- Problem to work on
Recast the lines of every item below as a numbered list, leaving out any blank lines.

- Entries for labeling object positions

----------

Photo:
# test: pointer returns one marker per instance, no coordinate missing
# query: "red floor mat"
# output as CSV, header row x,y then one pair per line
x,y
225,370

----------

- Right answer
1. Photo:
2. # test: pointer returns one marker per instance, no coordinate missing
3. # query: "red floor mat"
4. # output as CSV, header row x,y then one pair per line
5. x,y
6. 225,370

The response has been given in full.